:: RECORDED DATA ::

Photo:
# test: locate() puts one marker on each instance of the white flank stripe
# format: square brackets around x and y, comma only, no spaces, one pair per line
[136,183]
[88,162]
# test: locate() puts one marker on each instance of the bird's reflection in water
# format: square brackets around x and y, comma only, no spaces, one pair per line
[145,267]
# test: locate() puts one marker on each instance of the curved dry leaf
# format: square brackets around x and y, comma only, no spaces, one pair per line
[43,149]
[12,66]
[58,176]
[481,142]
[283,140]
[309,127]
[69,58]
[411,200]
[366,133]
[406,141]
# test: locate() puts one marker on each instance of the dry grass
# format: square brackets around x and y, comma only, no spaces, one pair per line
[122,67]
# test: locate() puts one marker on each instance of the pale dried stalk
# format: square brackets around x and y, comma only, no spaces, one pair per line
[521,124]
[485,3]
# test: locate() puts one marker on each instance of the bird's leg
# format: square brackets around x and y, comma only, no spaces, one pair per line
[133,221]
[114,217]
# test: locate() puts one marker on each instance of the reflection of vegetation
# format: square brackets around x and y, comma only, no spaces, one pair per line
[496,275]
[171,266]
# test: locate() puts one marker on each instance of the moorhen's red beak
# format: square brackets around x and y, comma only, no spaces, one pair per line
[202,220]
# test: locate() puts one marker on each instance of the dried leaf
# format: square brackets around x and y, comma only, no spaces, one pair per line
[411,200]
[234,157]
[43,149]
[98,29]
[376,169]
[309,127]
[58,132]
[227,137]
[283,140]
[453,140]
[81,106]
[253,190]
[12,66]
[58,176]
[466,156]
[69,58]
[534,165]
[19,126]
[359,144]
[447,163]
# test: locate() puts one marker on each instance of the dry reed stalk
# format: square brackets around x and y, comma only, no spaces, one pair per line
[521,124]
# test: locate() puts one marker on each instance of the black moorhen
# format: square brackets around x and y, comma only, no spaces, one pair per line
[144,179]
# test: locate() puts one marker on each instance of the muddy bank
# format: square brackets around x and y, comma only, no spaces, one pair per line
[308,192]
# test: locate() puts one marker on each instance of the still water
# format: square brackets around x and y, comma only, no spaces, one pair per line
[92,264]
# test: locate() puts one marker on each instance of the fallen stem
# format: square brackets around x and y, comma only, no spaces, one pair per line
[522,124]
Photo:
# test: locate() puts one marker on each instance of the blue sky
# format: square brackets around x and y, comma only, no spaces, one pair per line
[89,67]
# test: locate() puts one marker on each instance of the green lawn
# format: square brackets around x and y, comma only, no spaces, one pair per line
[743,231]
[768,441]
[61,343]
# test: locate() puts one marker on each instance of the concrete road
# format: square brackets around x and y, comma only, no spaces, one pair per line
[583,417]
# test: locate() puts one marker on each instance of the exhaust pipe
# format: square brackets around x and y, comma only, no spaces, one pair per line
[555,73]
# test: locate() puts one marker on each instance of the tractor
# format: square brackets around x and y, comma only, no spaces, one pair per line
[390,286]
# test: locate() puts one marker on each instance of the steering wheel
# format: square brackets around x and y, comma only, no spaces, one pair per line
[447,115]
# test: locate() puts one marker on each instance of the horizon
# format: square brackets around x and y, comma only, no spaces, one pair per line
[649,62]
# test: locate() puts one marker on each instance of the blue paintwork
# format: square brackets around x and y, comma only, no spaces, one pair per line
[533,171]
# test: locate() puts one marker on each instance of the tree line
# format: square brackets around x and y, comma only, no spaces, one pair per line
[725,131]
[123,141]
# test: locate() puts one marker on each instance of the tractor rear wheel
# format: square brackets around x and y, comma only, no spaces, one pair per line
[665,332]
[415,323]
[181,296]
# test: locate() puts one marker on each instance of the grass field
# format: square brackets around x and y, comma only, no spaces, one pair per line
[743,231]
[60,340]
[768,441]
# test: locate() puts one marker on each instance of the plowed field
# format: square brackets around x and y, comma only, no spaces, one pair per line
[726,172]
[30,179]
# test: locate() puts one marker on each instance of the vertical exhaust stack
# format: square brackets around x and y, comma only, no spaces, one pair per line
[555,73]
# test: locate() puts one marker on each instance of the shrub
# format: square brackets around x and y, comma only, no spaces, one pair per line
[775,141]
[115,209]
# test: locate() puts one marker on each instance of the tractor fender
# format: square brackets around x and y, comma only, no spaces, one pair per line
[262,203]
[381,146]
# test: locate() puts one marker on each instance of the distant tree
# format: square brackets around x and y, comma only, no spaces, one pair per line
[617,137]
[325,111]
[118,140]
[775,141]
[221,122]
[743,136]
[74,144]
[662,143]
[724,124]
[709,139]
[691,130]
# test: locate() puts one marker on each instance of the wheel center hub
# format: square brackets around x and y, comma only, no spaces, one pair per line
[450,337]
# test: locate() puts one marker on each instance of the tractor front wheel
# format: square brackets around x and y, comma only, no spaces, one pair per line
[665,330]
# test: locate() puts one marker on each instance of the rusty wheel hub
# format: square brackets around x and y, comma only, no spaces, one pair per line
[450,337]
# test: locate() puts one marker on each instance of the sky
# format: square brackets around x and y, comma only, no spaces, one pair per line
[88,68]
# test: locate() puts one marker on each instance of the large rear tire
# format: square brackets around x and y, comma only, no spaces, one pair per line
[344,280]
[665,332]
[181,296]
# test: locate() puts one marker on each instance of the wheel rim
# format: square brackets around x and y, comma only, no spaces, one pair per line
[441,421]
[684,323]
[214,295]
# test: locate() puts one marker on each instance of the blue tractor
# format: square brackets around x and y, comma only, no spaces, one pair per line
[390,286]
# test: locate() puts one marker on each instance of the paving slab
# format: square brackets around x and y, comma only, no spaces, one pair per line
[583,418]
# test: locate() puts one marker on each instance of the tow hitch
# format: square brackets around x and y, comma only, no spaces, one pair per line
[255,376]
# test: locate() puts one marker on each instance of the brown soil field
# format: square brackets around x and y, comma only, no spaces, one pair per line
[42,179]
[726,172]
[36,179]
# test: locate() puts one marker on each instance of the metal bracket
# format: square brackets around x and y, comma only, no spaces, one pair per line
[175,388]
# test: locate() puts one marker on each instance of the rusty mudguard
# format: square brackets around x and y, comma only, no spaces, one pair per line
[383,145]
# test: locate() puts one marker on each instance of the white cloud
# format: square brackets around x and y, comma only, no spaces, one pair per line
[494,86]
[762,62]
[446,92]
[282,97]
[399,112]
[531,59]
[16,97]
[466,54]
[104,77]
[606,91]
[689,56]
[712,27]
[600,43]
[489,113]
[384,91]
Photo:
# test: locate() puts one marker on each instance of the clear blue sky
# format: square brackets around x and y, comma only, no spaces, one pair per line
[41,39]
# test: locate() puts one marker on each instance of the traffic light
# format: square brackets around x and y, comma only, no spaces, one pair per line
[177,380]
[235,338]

:::

> **REQUEST**
Your output consists solely of the lines from the one with "the white cloud" through the last line, copied exactly.

> **RESULT**
# test: locate() puts one marker on each instance of the white cloud
# format: square brackets around x and y, comma only, no spaces, one pair per line
[494,86]
[762,62]
[446,92]
[282,97]
[399,112]
[531,59]
[16,97]
[466,54]
[104,77]
[606,91]
[689,56]
[712,27]
[600,43]
[489,113]
[384,91]
Photo:
# test: locate() puts one marker on each instance of the clear blue sky
# format: square brackets around x and y, comma only, no spaces, one pair per line
[41,39]
# test: locate() puts one marker on each instance of the traffic light
# format: square brackets around x and y, comma only, no spaces, one pair per line
[177,380]
[235,338]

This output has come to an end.